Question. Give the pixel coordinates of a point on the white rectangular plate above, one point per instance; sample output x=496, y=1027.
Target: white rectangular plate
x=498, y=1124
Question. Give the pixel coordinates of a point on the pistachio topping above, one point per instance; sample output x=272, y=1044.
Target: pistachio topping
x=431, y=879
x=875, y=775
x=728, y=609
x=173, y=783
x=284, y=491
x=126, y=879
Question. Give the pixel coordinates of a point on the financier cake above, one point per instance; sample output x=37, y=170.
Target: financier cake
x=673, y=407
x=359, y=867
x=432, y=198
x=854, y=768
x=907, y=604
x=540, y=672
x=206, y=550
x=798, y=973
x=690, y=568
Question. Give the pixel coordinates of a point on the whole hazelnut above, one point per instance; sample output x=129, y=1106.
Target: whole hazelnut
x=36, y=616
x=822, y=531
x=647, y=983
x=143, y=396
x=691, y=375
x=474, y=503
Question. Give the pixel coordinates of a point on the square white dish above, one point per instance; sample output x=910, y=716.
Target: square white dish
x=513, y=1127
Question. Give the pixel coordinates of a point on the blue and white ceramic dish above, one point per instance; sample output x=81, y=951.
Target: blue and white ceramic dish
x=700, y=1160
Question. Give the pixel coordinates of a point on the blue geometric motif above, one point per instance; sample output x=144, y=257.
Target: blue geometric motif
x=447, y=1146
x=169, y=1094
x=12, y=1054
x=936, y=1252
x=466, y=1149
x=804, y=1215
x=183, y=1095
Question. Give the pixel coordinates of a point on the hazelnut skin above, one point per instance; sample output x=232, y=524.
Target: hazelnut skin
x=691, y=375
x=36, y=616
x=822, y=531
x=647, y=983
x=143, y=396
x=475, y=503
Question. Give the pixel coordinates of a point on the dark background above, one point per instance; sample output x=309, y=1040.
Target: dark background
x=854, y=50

**Exercise details:** Write out the listing lines exactly, beginning at the line that contains "output x=144, y=257." and stopping after the line that contains "x=183, y=1095".

**Final result:**
Question. Give the pixel coordinates of a point on the blue geometric motif above, one point per instance; sample output x=144, y=257.
Target: blue geometric motif
x=447, y=1146
x=169, y=1094
x=12, y=1054
x=936, y=1252
x=466, y=1149
x=804, y=1215
x=183, y=1095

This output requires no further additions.